Dataset excerpts:
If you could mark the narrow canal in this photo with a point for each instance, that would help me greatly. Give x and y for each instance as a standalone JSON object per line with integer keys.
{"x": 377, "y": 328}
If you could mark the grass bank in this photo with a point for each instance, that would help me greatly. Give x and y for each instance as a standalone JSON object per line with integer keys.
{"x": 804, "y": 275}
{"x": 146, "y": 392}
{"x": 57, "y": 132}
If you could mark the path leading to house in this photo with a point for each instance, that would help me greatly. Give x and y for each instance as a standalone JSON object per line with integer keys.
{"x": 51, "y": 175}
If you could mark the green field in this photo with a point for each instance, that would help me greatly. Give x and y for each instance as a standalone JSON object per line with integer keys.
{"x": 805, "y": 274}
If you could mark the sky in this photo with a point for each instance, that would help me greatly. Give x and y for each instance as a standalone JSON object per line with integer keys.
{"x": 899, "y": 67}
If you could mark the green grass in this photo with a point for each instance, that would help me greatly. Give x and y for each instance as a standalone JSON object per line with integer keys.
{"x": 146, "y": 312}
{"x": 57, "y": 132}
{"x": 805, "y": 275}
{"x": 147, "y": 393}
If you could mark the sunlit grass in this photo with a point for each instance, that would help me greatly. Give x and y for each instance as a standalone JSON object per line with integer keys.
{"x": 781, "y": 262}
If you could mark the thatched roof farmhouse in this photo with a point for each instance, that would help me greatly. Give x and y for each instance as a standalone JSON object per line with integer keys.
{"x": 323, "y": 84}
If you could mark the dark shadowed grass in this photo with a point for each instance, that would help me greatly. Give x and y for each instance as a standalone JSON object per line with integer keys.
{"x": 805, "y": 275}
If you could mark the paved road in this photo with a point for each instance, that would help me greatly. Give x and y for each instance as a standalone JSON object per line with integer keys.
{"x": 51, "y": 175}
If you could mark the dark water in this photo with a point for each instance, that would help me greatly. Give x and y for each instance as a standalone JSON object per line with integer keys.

Task instructions: Please repeat the listing above in full and exactly.

Problem solution:
If you could mark the narrow canal in this photo with a point for each instance, that would help me greatly. Give x and y for each instance as a standalone JSON object per line with integer keys.
{"x": 377, "y": 328}
If you could mark the grass bank in this photo with a point for each instance, that would help me greatly. Give x and y for each instance as a standalone JSON object per line with integer keys.
{"x": 804, "y": 275}
{"x": 146, "y": 392}
{"x": 57, "y": 132}
If you could mark the path leading to house in this photo with a point for each instance, that would help me greatly. Give x and y for each instance as a standalone JSON object per line with integer keys.
{"x": 51, "y": 175}
If you could mark the green field in this photo with a point for each instance, that would help me greatly. Give x and y for each instance as a standalone JSON object per line with integer keys.
{"x": 805, "y": 274}
If you could mark the sky in this photo with a point for each instance, that would help me greatly. Give x and y for each instance as a standalone JSON object per line with integer keys.
{"x": 899, "y": 67}
If you could mark the green grass in this photo with a point for each instance, that would help me greatly. Give x and y for each instance as a standalone JSON object per line with integer keys.
{"x": 146, "y": 312}
{"x": 57, "y": 132}
{"x": 805, "y": 275}
{"x": 147, "y": 393}
If you could mark the sunlit grass in this photo with a point for each instance, that would help me greatly. Give x and y for each instance as a standalone JSON object per line with integer keys.
{"x": 781, "y": 262}
If you could mark the thatched roof farmhouse in this photo with a point for each instance, that would help me greatly. Give x and y for each instance as a standalone JSON object per line with integer keys.
{"x": 323, "y": 84}
If you could mark the dark shadowed grass in this photo with a point for each instance, that would help me greatly. Give x and y for each instance as a standalone JSON object per line with integer keys.
{"x": 805, "y": 275}
If you could mark the paved road in this photo with a point for each instance, that would help me greatly. Give x and y for each instance as a standalone JSON object per line with integer keys.
{"x": 51, "y": 175}
If you could mark the dark water in this photo with a point for each instance, that would help me greatly. Give x and y for each instance as a standalone JSON object per line with integer keys.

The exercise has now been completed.